■ **EXERCISE GOAL**: Everything in the listing except the pictures should be written out exactly.
[Opening EXCERPTED DATA section]
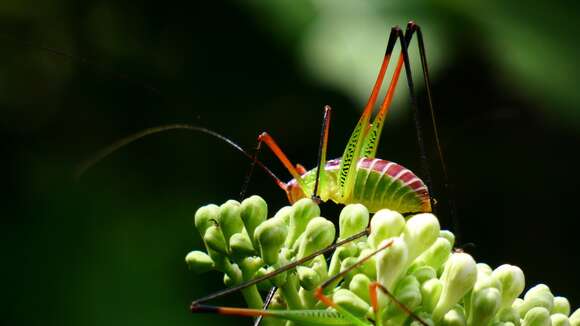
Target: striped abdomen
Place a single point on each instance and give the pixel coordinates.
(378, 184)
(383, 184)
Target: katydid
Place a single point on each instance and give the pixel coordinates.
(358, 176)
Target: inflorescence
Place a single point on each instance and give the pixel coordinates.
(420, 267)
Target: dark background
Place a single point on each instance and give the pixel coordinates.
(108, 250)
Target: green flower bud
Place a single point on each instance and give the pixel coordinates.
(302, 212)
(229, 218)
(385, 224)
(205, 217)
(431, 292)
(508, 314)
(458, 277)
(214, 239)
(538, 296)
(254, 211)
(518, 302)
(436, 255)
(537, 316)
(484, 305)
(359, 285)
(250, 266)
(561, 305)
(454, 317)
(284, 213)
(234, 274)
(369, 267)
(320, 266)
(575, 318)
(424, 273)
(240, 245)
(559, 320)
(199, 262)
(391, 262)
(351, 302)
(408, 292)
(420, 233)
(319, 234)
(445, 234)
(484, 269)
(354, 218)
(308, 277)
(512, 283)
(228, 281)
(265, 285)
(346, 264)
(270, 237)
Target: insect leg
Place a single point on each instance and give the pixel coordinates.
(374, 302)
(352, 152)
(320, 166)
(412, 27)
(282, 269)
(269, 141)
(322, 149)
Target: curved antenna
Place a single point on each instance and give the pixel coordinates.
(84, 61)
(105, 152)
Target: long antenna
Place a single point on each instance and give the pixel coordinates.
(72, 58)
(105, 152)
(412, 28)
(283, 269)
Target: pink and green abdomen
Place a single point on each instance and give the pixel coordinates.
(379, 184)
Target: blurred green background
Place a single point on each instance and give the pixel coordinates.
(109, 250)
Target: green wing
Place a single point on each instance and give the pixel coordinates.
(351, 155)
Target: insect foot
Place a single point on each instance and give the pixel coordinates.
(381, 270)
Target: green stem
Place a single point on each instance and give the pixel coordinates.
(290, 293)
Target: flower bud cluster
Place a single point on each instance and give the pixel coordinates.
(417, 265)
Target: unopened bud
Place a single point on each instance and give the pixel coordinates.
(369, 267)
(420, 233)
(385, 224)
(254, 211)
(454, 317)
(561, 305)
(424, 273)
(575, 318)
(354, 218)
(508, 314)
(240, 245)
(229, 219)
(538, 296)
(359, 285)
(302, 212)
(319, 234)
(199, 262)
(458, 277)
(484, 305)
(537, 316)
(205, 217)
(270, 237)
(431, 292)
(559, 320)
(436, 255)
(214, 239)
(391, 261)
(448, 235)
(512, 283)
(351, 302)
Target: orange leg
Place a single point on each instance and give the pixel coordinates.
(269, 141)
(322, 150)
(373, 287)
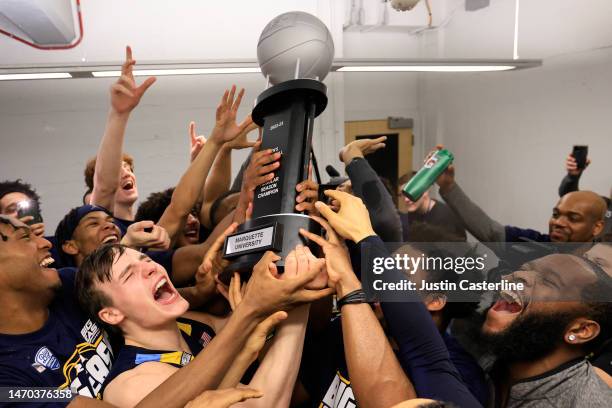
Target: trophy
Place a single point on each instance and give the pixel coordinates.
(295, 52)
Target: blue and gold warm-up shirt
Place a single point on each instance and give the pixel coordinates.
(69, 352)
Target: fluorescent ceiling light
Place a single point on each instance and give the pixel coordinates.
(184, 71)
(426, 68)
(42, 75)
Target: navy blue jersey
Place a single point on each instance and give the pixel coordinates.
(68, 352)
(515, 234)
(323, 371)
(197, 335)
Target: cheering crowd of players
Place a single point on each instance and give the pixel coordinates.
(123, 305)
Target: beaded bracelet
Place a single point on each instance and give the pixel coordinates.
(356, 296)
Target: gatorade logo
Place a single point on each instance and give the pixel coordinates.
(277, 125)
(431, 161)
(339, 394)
[Closing EXCERPTED DATA section]
■ **REPLY TO THE EXERCISE**:
Target: striped abdomen
Place a single point on each instance and give the pixel coordinates.
(378, 184)
(383, 184)
Target: katydid
Place a single point on each instance and give the pixel coordinates.
(358, 176)
Target: inflorescence
Place a single point on each instance and give the pixel coordinates.
(420, 267)
Target: dark background
Place a single point on each instance and give the pixel coordinates.
(108, 250)
Target: green flower bud
Place a single point on each instance and give the pixel coordinates.
(302, 212)
(229, 218)
(385, 224)
(205, 217)
(431, 292)
(508, 314)
(458, 277)
(214, 239)
(538, 296)
(254, 211)
(518, 302)
(436, 255)
(537, 316)
(484, 305)
(359, 285)
(250, 266)
(561, 305)
(454, 317)
(284, 213)
(234, 274)
(369, 267)
(320, 266)
(575, 318)
(424, 273)
(240, 245)
(559, 320)
(199, 262)
(391, 262)
(351, 302)
(408, 292)
(420, 233)
(319, 234)
(445, 234)
(484, 269)
(354, 218)
(308, 277)
(512, 283)
(228, 281)
(265, 285)
(346, 264)
(270, 237)
Target: insect leg
Place a single point on each instance and give the pixel coordinates.
(374, 302)
(352, 152)
(320, 166)
(412, 27)
(282, 269)
(269, 141)
(322, 149)
Target: curved antenna
Place a single point on each instance and give the pixel coordinates.
(84, 61)
(105, 152)
Target: long antenna
Place a single point on each instance and give the pixel coordinates.
(72, 58)
(105, 152)
(412, 28)
(283, 269)
Target: pink and green abdomen
Place a single point on each instance and give the pixel coordinates.
(379, 184)
Target: blurred green background
Place a single point on each instance and give the pixel coordinates.
(109, 250)
Target: green wing
Place a single point on each instance and give the pixel coordinates.
(351, 155)
Target: insect foot
Place a single point on each instance and give the pixel coordinates.
(381, 270)
Target: green stem
Place a single point on each instance and give the pixel coordinates.
(290, 293)
Target: flower bud cluster
Place a single point on each instance and give the pixel coordinates.
(417, 265)
Target: unopened bud
Place a single point on each instance and give the pixel coordinates.
(369, 267)
(420, 233)
(385, 224)
(254, 211)
(454, 317)
(561, 305)
(424, 273)
(575, 318)
(354, 218)
(508, 314)
(240, 245)
(229, 219)
(538, 296)
(359, 285)
(302, 212)
(319, 234)
(199, 262)
(458, 277)
(484, 305)
(537, 316)
(205, 217)
(270, 237)
(431, 292)
(559, 320)
(436, 255)
(214, 239)
(391, 261)
(448, 235)
(512, 283)
(351, 302)
Target: orange leg
Place a single point on each instance and give the pixel coordinates.
(269, 141)
(322, 150)
(373, 287)
Target: trophy
Place a single point on each instance and give the pixel coordinates.
(295, 52)
Target: blue and gold warm-up shirt
Place a single point on each instance and give the pixel coordinates.
(69, 352)
Target: fluorescent ceiling light
Place a single point on each instance and give the pixel coordinates.
(184, 71)
(426, 68)
(42, 75)
Target: navy blue jersey
Place a single point on each instance and give the pixel coordinates.
(68, 352)
(515, 234)
(323, 371)
(197, 335)
Target: cheering crowd of players
Place a single point on each instance and give the pixel coordinates.
(123, 305)
Target: beaded bracelet
Place a single point on each instance and give the pixel coordinates.
(356, 296)
Target: gatorade logo
Place a single point on each instance and give the pixel coordinates.
(277, 125)
(431, 161)
(339, 394)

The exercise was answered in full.